[Named-object pointing records]
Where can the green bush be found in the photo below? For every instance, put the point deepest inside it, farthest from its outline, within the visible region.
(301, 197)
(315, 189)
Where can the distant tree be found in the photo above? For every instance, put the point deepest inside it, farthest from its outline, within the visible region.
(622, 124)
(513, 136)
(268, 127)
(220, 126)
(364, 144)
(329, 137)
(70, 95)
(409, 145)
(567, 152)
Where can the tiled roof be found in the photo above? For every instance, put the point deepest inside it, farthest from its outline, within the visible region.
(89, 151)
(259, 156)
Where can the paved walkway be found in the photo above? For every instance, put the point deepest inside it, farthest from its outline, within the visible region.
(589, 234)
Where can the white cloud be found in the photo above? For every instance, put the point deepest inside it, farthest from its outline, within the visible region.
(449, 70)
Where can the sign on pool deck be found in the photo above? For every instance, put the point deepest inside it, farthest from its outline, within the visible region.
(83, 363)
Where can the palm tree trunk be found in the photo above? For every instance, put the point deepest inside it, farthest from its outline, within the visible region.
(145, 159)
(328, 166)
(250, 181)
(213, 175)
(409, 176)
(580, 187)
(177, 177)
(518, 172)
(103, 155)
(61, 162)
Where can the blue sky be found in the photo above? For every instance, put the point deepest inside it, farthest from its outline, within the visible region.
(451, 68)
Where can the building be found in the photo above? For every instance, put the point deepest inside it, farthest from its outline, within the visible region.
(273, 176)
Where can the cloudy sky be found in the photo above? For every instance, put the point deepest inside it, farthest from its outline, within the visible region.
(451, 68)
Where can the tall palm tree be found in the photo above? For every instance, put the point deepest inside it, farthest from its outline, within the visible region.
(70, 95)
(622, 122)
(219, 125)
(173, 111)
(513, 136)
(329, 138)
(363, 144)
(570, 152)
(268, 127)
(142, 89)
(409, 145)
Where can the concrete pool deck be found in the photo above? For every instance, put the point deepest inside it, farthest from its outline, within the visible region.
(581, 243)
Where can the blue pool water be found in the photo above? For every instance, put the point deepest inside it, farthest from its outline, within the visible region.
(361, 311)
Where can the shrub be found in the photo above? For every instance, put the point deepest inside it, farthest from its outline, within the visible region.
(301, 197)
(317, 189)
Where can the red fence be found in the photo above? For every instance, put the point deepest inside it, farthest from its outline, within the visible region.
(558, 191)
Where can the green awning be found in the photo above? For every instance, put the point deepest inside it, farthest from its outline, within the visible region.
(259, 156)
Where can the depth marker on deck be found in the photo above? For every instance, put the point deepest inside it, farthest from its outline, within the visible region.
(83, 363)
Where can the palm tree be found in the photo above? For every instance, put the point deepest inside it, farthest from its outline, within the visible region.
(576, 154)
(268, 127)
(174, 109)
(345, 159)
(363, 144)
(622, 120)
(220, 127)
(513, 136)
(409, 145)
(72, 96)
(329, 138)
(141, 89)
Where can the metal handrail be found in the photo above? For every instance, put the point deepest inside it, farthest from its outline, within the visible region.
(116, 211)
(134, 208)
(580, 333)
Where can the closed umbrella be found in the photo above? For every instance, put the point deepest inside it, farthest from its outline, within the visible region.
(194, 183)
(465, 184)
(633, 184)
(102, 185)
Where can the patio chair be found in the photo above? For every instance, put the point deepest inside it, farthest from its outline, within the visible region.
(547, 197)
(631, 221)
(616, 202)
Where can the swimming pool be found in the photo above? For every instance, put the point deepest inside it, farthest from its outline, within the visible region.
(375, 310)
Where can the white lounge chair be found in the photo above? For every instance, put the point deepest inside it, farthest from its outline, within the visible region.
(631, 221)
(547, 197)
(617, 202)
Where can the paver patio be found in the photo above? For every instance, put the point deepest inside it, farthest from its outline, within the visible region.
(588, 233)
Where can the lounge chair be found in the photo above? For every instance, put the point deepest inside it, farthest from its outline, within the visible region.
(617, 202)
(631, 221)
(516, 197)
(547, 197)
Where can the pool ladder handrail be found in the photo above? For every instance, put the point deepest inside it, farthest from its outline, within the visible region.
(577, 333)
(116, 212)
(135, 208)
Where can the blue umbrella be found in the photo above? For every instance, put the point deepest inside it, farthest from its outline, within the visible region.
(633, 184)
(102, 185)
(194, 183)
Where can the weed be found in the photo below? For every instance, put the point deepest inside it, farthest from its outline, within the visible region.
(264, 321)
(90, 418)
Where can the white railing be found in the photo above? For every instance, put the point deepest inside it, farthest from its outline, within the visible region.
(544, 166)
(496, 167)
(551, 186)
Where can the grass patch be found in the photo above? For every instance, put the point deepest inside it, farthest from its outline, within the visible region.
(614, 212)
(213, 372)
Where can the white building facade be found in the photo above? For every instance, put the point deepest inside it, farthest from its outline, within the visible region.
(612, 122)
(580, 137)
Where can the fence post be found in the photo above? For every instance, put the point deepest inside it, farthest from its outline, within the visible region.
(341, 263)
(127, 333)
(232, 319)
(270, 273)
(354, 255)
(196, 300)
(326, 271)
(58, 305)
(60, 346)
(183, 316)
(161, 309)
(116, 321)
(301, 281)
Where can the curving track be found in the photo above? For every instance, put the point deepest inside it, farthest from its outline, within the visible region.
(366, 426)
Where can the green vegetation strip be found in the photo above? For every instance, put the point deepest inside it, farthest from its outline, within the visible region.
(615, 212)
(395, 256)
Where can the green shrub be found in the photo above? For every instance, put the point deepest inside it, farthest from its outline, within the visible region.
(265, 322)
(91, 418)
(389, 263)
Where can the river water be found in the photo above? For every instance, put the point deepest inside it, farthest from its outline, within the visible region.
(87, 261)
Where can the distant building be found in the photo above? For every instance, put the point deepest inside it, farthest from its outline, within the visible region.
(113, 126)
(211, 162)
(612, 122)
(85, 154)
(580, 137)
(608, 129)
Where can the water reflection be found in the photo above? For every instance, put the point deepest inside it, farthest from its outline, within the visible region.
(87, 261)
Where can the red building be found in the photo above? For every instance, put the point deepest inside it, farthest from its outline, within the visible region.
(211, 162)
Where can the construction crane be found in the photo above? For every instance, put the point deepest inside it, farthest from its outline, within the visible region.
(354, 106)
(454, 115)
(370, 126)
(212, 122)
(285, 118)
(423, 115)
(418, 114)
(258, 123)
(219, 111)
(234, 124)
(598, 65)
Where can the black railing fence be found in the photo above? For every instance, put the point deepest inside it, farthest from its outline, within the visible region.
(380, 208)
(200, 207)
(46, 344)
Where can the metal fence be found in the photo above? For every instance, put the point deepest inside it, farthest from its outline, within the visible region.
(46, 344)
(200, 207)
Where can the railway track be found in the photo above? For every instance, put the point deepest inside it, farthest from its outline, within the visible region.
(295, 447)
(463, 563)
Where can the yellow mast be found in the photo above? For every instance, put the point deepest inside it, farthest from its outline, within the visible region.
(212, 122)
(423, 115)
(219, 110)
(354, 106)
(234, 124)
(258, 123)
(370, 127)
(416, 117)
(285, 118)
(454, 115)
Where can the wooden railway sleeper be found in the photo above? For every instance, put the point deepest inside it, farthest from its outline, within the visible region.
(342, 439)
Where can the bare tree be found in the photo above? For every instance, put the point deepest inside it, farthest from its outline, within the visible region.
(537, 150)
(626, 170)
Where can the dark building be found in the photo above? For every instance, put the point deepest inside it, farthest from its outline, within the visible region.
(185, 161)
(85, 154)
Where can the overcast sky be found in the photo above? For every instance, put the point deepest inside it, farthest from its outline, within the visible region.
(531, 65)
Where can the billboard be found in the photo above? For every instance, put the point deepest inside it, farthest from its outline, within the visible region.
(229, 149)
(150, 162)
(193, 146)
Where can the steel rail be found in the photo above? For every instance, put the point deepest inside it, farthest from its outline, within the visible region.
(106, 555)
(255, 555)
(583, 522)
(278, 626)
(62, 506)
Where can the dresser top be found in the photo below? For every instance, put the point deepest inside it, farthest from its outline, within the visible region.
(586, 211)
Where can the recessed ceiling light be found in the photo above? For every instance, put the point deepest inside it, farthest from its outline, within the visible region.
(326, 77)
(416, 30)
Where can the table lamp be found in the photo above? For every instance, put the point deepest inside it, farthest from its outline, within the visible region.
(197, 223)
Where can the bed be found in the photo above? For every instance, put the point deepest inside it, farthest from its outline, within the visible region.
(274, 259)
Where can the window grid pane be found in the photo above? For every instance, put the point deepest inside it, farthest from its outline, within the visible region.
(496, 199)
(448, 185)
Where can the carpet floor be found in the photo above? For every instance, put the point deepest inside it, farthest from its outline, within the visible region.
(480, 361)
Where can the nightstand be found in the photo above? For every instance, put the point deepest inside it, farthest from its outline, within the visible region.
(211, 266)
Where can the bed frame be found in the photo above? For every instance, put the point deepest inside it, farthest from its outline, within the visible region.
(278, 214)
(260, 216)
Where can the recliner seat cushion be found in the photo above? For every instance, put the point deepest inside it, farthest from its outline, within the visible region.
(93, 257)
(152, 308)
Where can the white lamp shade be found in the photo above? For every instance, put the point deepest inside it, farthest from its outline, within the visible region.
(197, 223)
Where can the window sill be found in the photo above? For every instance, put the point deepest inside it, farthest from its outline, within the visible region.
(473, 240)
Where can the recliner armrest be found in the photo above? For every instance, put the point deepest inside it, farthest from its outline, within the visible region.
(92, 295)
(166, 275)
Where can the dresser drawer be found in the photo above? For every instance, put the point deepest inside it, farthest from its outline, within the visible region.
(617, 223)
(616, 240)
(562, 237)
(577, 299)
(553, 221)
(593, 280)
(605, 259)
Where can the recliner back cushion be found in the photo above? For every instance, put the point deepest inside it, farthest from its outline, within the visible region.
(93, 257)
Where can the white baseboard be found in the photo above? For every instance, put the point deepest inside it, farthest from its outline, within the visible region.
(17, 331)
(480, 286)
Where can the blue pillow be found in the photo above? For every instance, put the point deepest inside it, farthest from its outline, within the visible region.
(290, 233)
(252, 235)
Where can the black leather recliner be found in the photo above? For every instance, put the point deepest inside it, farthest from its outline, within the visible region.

= Task directions =
From the line holding "Where can the carpet" to the last line of the records, quote each line exactly and add nothing.

= Written answer =
Where can the carpet floor be found in the photo above? For every instance, put the point deepest inside it, farthest from its outline, within the visible region.
(480, 361)
Where can the nightstand be found in the photo above? For every instance, put the point deepest inside it, farthest from its outline, within the visible region.
(211, 266)
Where can the bed frame be found in the photo above? For every instance, put the point deepest inside it, farthest from its outline, within the visible region.
(278, 214)
(260, 216)
Where can the recliner seat cushion be found in the photo above? For every instance, put the point deepest inside it, farthest from its outline, within the visible region.
(93, 257)
(152, 308)
Where can the white lamp shade be found in the photo above? For every instance, put the point deepest inside it, farthest from its outline, within the visible region.
(197, 223)
Where can the window sill be found in the photo above? For every instance, put the point deepest inside it, farthest from its outline, within the visible region.
(473, 240)
Where can the recliner armrest be found in the photo above? For every instance, put the point deepest inside it, farthest from its outline, within the visible region.
(92, 295)
(166, 275)
Where can the dresser drawer be found in the photo above? For every instance, put the point deepest inside it, farthest from its outline, within the visible region.
(617, 223)
(616, 240)
(562, 237)
(577, 299)
(553, 221)
(593, 280)
(605, 259)
Where can the recliner back cushion be found in the photo above? For every instance, put the point deepest inside it, farthest from its outline, within the visible region.
(93, 257)
Where can the white baseboard be found in the photo above? For every instance, put the point deepest inside it, farthest from its outline, within the visible region.
(17, 331)
(480, 286)
Where can the blue pillow be found in the photo above? For every instance, put the point deepest inside it, farthest from its outline, within the visible region.
(290, 233)
(252, 235)
Where can the black leather recliner be found in the photo above? For every instance, put the point deepest inside it, farthest from its outline, within the visible region.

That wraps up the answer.